:: READING PASSAGE ::
════════
New Processing Techniques Improve Gluten-Free Foods

CORK, IrelandEnzyme technology, bioprocessing and high-pressure processing technology have been successfully applied to improve the quality, safety and nutritional attributes of gluten-free cereal products developed for patients with Celiac disease.

Due to the unique properties of gluten, it is a big challenge for food scientists to produce good quality gluten free products. The majority of products currently on the market are in general of very poor quality; therefore, part of the European Unions HEALTHGRAIN project focused on the development of nutritious and tasty gluten-free breads.

The areas covered during the project were a detailed characterization of gluten-free cereals and the assessment of the cereals as potential ingredients for gluten-free breads. The characterizations ranged from a detailed chemical characterization to rheological evaluation of the resulting doughs, structural properties of the doughs and breads using advanced microscopic methods as well as pilotscale baking trials and sensory evaluation. Novel methods to improve the quality of gluten-free cereal products were also covered; one example being the use of specially selected lactic acid bacteria with properties such as antifungal activity, exopolysaccharide production and enzyme production. The use of specifically selected lactic acid bacteria can significantly improve the quality and shelf-life of gluten-free breads.
════════
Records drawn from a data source
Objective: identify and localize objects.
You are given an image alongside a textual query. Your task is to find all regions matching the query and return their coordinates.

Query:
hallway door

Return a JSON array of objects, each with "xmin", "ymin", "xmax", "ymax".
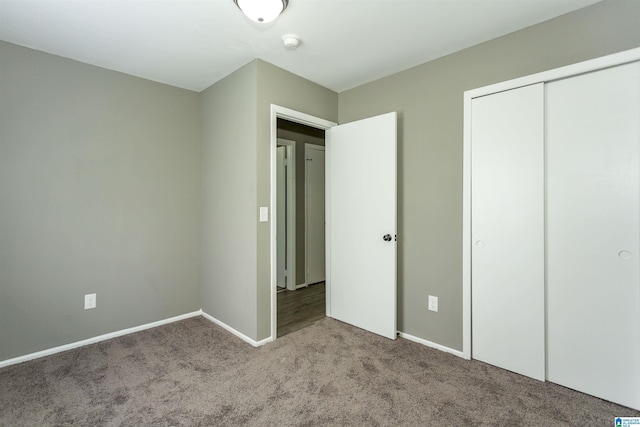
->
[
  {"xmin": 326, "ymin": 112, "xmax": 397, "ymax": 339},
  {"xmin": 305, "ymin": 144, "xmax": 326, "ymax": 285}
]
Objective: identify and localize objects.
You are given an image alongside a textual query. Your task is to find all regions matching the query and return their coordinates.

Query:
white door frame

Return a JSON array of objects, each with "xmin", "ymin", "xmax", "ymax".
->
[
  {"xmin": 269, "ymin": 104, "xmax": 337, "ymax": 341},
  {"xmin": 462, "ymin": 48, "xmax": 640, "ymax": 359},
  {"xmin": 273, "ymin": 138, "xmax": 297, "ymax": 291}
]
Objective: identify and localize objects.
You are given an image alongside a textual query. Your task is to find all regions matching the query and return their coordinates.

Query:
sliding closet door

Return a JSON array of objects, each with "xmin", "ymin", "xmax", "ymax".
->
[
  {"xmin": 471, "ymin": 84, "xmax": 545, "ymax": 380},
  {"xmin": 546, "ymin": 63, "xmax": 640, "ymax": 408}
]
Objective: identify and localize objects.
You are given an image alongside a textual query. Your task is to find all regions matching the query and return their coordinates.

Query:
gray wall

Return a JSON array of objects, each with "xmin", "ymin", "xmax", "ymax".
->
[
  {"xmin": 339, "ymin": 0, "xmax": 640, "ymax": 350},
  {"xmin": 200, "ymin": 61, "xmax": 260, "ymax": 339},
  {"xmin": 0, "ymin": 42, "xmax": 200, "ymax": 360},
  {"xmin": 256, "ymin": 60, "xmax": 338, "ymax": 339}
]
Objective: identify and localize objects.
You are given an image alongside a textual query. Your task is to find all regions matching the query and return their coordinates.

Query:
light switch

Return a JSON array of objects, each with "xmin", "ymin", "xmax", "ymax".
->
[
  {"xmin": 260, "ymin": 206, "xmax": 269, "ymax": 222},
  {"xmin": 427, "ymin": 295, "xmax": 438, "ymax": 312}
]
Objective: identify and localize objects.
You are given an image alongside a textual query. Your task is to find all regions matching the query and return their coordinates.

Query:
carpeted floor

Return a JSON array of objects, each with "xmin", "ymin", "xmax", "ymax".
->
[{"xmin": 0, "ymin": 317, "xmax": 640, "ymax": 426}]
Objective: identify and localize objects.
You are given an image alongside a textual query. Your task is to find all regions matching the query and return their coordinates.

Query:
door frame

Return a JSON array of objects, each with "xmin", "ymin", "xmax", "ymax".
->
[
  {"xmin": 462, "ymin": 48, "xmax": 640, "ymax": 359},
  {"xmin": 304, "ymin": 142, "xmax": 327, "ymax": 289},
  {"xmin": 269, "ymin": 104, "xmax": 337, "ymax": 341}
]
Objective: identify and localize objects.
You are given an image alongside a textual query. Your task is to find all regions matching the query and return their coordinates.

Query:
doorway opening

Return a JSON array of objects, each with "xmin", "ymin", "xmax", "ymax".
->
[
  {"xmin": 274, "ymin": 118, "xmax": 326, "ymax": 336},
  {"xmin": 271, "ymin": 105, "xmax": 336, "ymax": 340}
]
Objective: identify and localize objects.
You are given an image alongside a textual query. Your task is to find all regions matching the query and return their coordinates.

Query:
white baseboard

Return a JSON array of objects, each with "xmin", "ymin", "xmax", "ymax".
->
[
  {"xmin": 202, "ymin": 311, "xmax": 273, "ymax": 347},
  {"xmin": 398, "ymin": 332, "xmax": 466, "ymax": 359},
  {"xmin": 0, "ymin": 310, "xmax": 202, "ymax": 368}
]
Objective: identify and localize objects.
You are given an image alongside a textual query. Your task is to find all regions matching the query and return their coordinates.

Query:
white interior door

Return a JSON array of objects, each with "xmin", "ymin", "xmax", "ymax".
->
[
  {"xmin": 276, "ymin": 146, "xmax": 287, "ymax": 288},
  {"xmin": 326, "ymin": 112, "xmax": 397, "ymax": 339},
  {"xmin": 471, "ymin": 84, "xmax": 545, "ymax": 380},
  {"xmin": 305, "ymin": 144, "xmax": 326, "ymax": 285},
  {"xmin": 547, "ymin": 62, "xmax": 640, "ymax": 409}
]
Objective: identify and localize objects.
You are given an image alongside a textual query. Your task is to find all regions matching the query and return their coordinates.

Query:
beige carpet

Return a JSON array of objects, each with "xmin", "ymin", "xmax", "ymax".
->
════════
:: HOW TO COMPLETE THIS TASK ::
Reproduce the gluten-free foods article from "CORK, IrelandEnzyme technology, bioprocessing" up to and including "tasty gluten-free breads.", substituting "food technologists" for "food scientists". The data has nothing to do with the gluten-free foods article.

:: ANSWER TO THE EXERCISE ::
CORK, IrelandEnzyme technology, bioprocessing and high-pressure processing technology have been successfully applied to improve the quality, safety and nutritional attributes of gluten-free cereal products developed for patients with Celiac disease.

Due to the unique properties of gluten, it is a big challenge for food technologists to produce good quality gluten free products. The majority of products currently on the market are in general of very poor quality; therefore, part of the European Unions HEALTHGRAIN project focused on the development of nutritious and tasty gluten-free breads.